## Selected excerpt
◇ ◇ ◇ ◇

This is the ordering experience at L’Entrecôte in Paris, France. No, the waitresses are not telepathic; there’s just only one thing on the menu: salad, fries, and steak, cooked any way you like. And you want it rare.

This is an amazing steak. L’Entrecôte doesn’t take reservations because they know they don’t have to: by 7:30, the restaurant is full; obscenely early for a Paris diner. After the table has “ordered,” the waitresses bring by huge serving bowls of salad, simple greens, simply dressed. Quite delicious, but it doesn’t hold a candle to what you are about to experience.

The steak is always cooked to perfection, the fries are crisp and flavourful, but the real goodness? The sauce.

Lucky me, my mother fell in love with it too, and after a lot of experimentation on us, her guinea pigs, she figured it out, as she always does.

And now I’m here to share it with you! Don’t be taken aback by the pinkish hue… it’s amazing. We have yet to figure out how the Parisians acheive a more muted color… I’m convinced that it has to do with fresh tarragon. At any rate, it tastes the same, and if I close my eyes, I feel like I’m back in Paris.

◇ ◇ ◇ ◇

## To be done
A – Answer these questions using the L'Entrecôte passage, one answer per line:
(i) What three items make up the only thing on the menu?
(ii) By what time is the restaurant full?
(iii) What ingredient does the writer believe accounts for the more muted color of the sauce in Paris?
B – Extend the L'Entrecôte passage with a few sentences that pick up after its final line.
The entries that come next have no connection to the L'Entrecôte passage.

◇ ◇ ◇ ◇

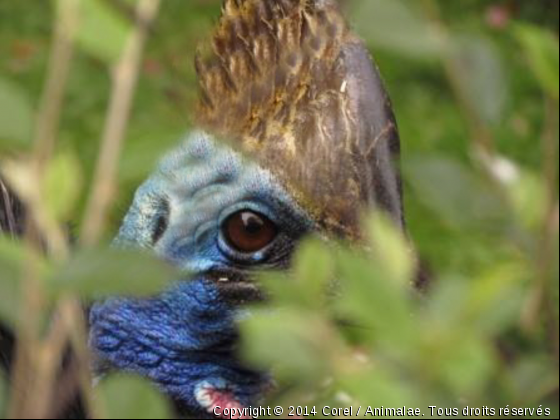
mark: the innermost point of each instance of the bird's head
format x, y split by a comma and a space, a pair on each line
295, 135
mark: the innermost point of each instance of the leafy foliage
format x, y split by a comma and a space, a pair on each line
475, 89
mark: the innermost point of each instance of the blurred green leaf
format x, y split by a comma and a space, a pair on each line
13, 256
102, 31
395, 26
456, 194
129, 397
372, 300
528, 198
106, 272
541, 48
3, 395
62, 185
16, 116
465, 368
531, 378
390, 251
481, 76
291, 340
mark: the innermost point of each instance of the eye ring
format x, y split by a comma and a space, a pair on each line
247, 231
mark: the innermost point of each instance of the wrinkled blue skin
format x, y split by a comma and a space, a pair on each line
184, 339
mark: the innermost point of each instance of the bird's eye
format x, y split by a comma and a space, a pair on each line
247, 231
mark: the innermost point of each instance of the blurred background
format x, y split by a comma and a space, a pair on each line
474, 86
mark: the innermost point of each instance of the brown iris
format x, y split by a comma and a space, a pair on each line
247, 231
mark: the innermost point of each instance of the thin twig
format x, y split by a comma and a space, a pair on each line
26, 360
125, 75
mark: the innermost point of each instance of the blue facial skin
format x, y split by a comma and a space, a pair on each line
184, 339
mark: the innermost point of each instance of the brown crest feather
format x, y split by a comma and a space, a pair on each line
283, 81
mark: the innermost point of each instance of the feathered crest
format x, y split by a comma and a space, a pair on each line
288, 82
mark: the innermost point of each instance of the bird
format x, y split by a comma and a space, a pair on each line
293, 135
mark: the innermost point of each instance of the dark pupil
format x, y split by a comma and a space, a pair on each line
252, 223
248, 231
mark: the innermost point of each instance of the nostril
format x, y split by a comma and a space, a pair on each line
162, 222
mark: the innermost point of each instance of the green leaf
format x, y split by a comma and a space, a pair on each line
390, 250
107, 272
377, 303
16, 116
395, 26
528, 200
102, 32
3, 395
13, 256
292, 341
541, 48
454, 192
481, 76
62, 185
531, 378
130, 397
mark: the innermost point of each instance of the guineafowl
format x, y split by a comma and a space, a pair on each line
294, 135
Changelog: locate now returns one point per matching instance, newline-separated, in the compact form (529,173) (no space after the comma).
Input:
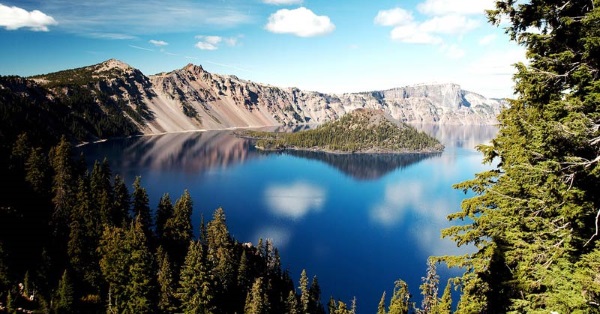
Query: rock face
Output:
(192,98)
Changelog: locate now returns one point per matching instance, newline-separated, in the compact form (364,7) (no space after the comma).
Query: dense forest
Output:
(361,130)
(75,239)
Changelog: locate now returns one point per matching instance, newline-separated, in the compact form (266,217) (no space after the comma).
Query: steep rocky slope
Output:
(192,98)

◇ ◇ ◇ ◇

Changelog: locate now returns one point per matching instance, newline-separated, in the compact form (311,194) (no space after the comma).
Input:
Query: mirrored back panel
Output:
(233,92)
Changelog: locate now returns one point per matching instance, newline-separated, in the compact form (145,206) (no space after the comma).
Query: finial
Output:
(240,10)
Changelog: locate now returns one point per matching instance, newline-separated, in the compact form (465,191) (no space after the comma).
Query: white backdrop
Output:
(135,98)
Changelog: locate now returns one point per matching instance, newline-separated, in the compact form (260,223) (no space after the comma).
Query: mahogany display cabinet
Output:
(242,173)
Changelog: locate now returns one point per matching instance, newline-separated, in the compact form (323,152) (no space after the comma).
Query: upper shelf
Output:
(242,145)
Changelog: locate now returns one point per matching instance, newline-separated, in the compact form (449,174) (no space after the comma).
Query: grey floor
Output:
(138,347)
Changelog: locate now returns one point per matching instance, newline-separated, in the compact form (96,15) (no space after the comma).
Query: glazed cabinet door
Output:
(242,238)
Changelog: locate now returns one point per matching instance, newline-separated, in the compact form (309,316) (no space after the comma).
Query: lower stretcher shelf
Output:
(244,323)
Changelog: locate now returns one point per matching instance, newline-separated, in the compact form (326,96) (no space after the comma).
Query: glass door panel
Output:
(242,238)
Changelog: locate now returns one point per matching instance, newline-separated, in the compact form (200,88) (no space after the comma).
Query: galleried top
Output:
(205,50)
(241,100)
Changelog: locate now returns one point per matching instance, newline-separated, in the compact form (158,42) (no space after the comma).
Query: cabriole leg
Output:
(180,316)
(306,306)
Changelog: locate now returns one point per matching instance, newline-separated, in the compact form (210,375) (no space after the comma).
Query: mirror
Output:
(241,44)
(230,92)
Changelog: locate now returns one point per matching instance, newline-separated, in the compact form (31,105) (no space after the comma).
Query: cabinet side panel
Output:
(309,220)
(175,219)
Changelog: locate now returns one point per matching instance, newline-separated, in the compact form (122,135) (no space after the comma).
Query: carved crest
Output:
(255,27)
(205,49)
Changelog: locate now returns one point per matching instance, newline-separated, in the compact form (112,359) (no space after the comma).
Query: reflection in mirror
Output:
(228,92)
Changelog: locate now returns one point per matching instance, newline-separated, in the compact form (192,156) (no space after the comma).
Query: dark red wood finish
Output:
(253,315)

◇ ◇ ◇ ◇

## Results by task
A –
(i) Salad, fries, and steak.
(ii) 7:30.
(iii) Fresh tarragon.

B –
L’Entrecôte Steak

Season a room-temperature steak liberally with salt and pepper. Heat olive oil in a frying pan until almost smoking, and then add the steak. Cook until desired doneness is acheived (ahem. rare). Remove steak and keep warm. Add a tablespoon of Tarragon Dijon Mustard. Whisk in a quarter cup (approximately) of good, dry red wine. Return the steak to the pan and coat both sides with sauce. Serve with extra sauce on the side.

Naturally, this can be doubled, tripled, quadrupled… it’s worth it. It’s best served with fries, but if you’re feeling lazy, as I was, some toast rubbed with garlic and olive oil will do nicely.